Re: Add client connection check during the execution of the query

From: Thomas Munro <thomas(dot)munro(at)gmail(dot)com>
To: Maksim Milyutin <milyutinma(at)gmail(dot)com>
Cc: "tsunakawa(dot)takay(at)fujitsu(dot)com" <tsunakawa(dot)takay(at)fujitsu(dot)com>, pgsql-hackers <pgsql-hackers(at)postgresql(dot)org>, Tatsuo Ishii <ishii(at)sraoss(dot)co(dot)jp>, Tom Lane <tgl(at)sss(dot)pgh(dot)pa(dot)us>, Andres Freund <andres(at)anarazel(dot)de>, Zhihong Yu <zyu(at)yugabyte(dot)com>
Subject: Re: Add client connection check during the execution of the query
Date: 2021-12-11 04:41:34
Message-ID: CA+hUKGJeRMDNvALH2xq1wS1BHmFs93P83jatE_AD5tm8=94ryA@mail.gmail.com
Views: Raw Message | Whole Thread | Download mbox | Resend email
Thread:
Lists: pgsql-hackers

On Tue, Oct 12, 2021 at 3:10 AM Maksim Milyutin <milyutinma(at)gmail(dot)com> wrote:
> Good work. I have tested your patch on Linux and FreeBSD on three basic
> cases: client killing, cable breakdown (via manipulations with firewall)
> and silent closing client connection before completion of previously
> started query in asynchronous manner. And all works fine.

Thanks for the testing and review!

> + WaitEvent events[3];
>
> 3 is looks like as magic constant. We might to specify a constant for
> all event groups in FeBeWaitSet.

Yeah. In fact, we really just need one event. Fixed.

> + ModifyWaitEvent(FeBeWaitSet, FeBeWaitSetLatchPos, WL_LATCH_SET, NULL);
> + ModifyWaitEvent(FeBeWaitSet, FeBeWaitSetSocketPos,
> WL_SOCKET_CLOSED, NULL);
> + rc = WaitEventSetWait(FeBeWaitSet, 0, events, lengthof(events), 0);
> + ModifyWaitEvent(FeBeWaitSet, FeBeWaitSetLatchPos, WL_LATCH_SET,
> MyLatch);
>
> AFAICS, side effect to
> (FeBeWaitSet->events[FeBeWaitSetSocketPos]).events by setting
> WL_SOCKET_CLOSED value under calling of pq_check_connection() function
> doesn't have negative impact later, does it? That is, all
> WaitEventSetWait() calls have to setup socket events on its own from
> scratch.

Correct: every site that waits for FeBeWaitSet explicitly modifies the
socket event to say what it's waiting for (and that is often a no-op
internally), so we don't have to worry about restoring the previous
state. I've added a comment about that. We should work harder to
restore the latch than my previous patch did, though. Now I'm using a
PG_FINALLY() block.

REQUIREMENT 1
Answer these from the email on the client connection check:
(a) On which two operating systems was the patch tested?
(b) How many events does the reply say are really needed?
(c) What kind of block is now used to restore the latch?
Mark your answers (a), (b) and (c) in the same way.
REQUIREMENT 2
Return the part of the email on the client connection check from "Correct: every site" to "PG_FINALLY() block.", copied word for word.
REQUIREMENT 3
Continue the email on the client connection check from where it stops.

INFORMATION SUPPLIED
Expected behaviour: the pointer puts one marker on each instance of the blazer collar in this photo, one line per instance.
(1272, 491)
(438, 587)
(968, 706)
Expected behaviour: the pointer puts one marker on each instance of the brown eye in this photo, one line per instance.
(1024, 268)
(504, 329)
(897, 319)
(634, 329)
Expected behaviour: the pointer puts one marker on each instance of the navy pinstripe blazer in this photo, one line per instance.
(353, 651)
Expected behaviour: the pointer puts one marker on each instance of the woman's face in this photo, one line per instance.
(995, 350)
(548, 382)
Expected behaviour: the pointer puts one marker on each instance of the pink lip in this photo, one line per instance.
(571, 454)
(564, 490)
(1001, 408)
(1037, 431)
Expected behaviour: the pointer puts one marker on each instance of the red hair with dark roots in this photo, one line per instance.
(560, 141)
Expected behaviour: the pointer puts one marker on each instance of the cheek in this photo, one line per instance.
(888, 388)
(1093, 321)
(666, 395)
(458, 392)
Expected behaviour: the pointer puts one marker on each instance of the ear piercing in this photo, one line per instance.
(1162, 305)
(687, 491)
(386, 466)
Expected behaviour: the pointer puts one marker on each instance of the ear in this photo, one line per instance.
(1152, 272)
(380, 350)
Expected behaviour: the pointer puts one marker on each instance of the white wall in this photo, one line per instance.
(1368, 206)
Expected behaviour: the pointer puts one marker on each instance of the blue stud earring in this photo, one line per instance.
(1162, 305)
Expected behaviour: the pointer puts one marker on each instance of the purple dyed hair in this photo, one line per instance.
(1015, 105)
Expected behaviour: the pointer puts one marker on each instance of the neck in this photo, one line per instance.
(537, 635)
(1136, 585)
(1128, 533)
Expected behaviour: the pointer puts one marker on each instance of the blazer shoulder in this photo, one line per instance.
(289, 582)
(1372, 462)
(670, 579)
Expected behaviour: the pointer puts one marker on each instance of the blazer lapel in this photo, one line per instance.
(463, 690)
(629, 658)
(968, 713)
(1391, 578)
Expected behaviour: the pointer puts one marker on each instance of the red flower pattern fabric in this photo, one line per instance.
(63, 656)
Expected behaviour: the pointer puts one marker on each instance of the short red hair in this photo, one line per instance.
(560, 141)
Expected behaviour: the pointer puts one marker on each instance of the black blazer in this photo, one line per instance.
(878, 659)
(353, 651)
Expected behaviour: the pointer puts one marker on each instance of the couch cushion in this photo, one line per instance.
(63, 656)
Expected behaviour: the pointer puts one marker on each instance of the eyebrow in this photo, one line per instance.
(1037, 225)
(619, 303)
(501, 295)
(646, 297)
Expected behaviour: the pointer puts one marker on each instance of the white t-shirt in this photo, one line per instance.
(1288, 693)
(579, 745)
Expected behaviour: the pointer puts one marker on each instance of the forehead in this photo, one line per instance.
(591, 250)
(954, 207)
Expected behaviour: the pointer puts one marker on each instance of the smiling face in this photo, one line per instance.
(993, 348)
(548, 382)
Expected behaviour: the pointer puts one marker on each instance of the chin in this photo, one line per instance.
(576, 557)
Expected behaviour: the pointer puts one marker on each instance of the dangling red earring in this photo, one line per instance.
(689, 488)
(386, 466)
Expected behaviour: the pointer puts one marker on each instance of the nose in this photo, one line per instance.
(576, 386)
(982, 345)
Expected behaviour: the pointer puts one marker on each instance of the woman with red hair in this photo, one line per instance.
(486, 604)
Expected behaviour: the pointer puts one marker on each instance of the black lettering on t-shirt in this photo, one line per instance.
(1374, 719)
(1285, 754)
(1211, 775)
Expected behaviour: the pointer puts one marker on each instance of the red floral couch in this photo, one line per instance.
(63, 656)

EXPECTED ANSWER 1
(a) Linux and FreeBSD
(b) One
(c) A PG_FINALLY() block

EXPECTED ANSWER 2
Correct: every site that waits for FeBeWaitSet explicitly modifies the
socket event to say what it's waiting for (and that is often a no-op
internally), so we don't have to worry about restoring the previous
state. I've added a comment about that. We should work harder to
restore the latch than my previous patch did, though. Now I'm using a
PG_FINALLY() block.

EXPECTED ANSWER 3
I'm hoping to push this soon, after another round of testing, if
there's no more feedback.

There is one more OS that could be added, but I'll leave it out of the
initial commit, pending further investigation. Since I recently had
to set up a Windows dev VM up to test some other portability stuff, I
had a chance to test the FD_CLOSE hypothesis. You just have to do
this to enable it:

@@ -2069,6 +2069,7 @@ WaitEventSetCanReportClosed(void)
{
#if (defined(WAIT_USE_POLL) && defined(POLLRDHUP)) || \
defined(WAIT_USE_EPOLL) || \
+ defined(WAIT_USE_WIN32) || \
defined(WAIT_USE_KQUEUE)
return true;
#else

It seems to work! I'm not sure why it works, or whether we can count
on it, though. These sentences from the documentation[1] seem to
contract each other:

"FD_CLOSE being posted after all data is read from a socket. An
application should check for remaining data upon receipt of FD_CLOSE
to avoid any possibility of losing data."

My test says that the first sentence is wrong, but the second doesn't
exactly say that it has reliable POLLRDHUP nature, and I haven't found
one that does, yet. Perhaps we can convince ourselves of that in
follow-up work.

For the record, I tested two scenarios. The client was a Unix system,
the server a Windows 10 VM.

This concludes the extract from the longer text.